*Text passage*
※ ※ ※

On the basis of evidence from people who worked
within the prison authorities at Saydnaya and
witness testimony from detainees, Amnesty
International estimates that between 5,000
and 13,000 people were extrajudicially executed
at Saydnaya between September 2011 and December
2015.
There are
several difficulties with this report.
1. Most of the
witnesses are identified as opposition figures and
"former" officials who do not live in Syria. Some are
said to have been remotely interviewed in Syria but it
is not clear if those were living in government or
insurgent held areas. Page 9:
The majority
of these interviews took place in person in southern
Turkey. The remaining interviews were conducted by
telephone or through other remote means with
interviewees still in Syria, or with individuals
based in Lebanon, Jordan, European countries and the
USA.
It is well
known that the Syrian insurgency is financed with
several billion dollars per years from foreign state
governments. It runs sophisticated propaganda
operations. These witnesses all seem to have interests
in condemning the Syrian government. Not once is an
attempt made to provide a possibly divergent view.
Amnesty found the persons it questioned by contacting
international NGOs like itself and known foreign
financed opposition (propaganda) groups:
These groups
include Urnammu for Justice and Human
Rights, the Syrian Network for Human Rights, and the
Syrian Institute for Justice and Accountability.
2. The numbers
Amnesty provides are in a very wide range. None are
documented in lists or similar exhibits. They are solely
based on hearsay and guesstimates of two witnesses:
People who
worked within the prison authorities at Saydnaya
told Amnesty International that extrajudicial
executions related to the crisis in Syria first
began in September 2011. Since that time, the
frequency with which they have been carried out has
varied and increased. For the first four months,
it was usual for between seven and 20
people to be executed every 10-15 days.
For the following 11 months, between 20 and
50 people were executed once a week,
usually on Monday nights. For the subsequent six
months, groups of between 20 and 50 people were
executed once or twice a week,
usually on Monday and/or Wednesday nights. Witness
testimony from detainees suggests that the
executions were conducted at a similar – or even
higher – rate at least until December 2015. Assuming
that the death rate remained the same as the
preceding period, Amnesty International
estimates that between 5,000 and 13,000
people were extrajudicially executed at Saydnaya
between September 2011 and December 2015.
From "between x
and y", "once or twice a week", "suggests" and
"assuming" the headline numbers are simply extrapolated
in footnote 40 in a back-of-the-envelope calculation;
"If A were true then B would be X":
These
estimates were based on the following calculations.

※ ※ ※

*Supplied material*
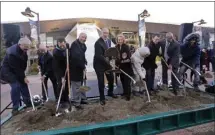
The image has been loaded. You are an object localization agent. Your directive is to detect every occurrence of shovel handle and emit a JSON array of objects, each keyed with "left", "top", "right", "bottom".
[
  {"left": 28, "top": 86, "right": 35, "bottom": 111},
  {"left": 42, "top": 81, "right": 48, "bottom": 101}
]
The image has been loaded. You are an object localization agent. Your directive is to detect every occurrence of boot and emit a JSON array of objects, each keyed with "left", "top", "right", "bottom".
[
  {"left": 11, "top": 108, "right": 19, "bottom": 116},
  {"left": 194, "top": 86, "right": 201, "bottom": 92},
  {"left": 176, "top": 90, "right": 183, "bottom": 97},
  {"left": 162, "top": 84, "right": 169, "bottom": 90}
]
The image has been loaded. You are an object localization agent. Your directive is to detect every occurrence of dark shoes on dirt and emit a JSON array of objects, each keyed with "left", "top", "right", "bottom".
[
  {"left": 11, "top": 109, "right": 19, "bottom": 116},
  {"left": 108, "top": 94, "right": 117, "bottom": 98},
  {"left": 121, "top": 96, "right": 131, "bottom": 101},
  {"left": 194, "top": 86, "right": 201, "bottom": 92},
  {"left": 100, "top": 100, "right": 106, "bottom": 105}
]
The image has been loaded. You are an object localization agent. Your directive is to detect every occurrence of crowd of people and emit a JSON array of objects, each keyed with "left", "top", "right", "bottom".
[{"left": 1, "top": 28, "right": 214, "bottom": 114}]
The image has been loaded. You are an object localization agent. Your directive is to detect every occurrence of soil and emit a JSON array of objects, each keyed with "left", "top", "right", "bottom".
[{"left": 1, "top": 90, "right": 214, "bottom": 135}]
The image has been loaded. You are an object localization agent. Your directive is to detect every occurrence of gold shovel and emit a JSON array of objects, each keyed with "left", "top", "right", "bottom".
[{"left": 79, "top": 70, "right": 90, "bottom": 92}]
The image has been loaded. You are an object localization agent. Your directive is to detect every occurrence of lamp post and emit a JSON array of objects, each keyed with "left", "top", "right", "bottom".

※ ※ ※

*Exercises*
1. Answer these questions from the Saydnaya passage:
(a) Where did most of the interviews take place?
(b) During the first four months, how many people were usually executed, and how often?
(c) In which footnote are the headline numbers extrapolated?
2. Carry on the Saydnaya passage from its last sentence.
The records were taken from a separate source.

*The results*
1.
(a) In person in southern Turkey.
(b) Between seven and 20 people every 10-15 days.
(c) Footnote 40.

2.
If between seven and 20 were killed
every 10-15 days from September to December 2011,
the total figure would be between
56 people and 240 people for that period. If
between 20 and 50 were killed every week between
January and November 2012, the total figure
would be between 880 and 2,200 for that
period. If between 20 and 50 people
were killed in 222 execution sessions (assuming the
executions were carried out twice a week twice a
month and once a week once a month) between December
2012 and December 2015, the total figure
would be between 4,400 and 11,100 for that
period. These calculations produce a minimum figure
of 5,336, rounded down to the nearest thousand as
5,000, and 13,540, rounded down to the nearest
thousand as 13,000.
2. I will not
go into the details of witness statements on which the
report is build. They seem at least exaggerated and are
not verifiable at all. In the end it is pure hearsay on
which Amnesty sets it conclusions. One example from page
25:
“Hamid”, a
former military officer when he was arrested in
2012, recalled the sounds he heard at night during
an execution:
"There was a sound of something being pulled
out – like a piece of wood, I’m not
sure – and then you would hear the sound of
them being strangled… If you put your ears
on the floor, you could hear the sound of a kind of
gurgling. This would last around 10
minutes… We were sleeping on top of the sound of
people choking to death. This was normal for me
then."
A court might
accept 'sound of "I'm not sure" "kind of gurgling" noise
through concrete' as proof that a shower was running
somewhere. But as proof of executions?
Of all the
witnesses Amnesty says it interviewed only two, a former
prison official and a former judge, who describe actual
executions (page 25). From the wording of their
statements it is unclear if they have witnessed any
hangings themselves or just describe something they have
been told of.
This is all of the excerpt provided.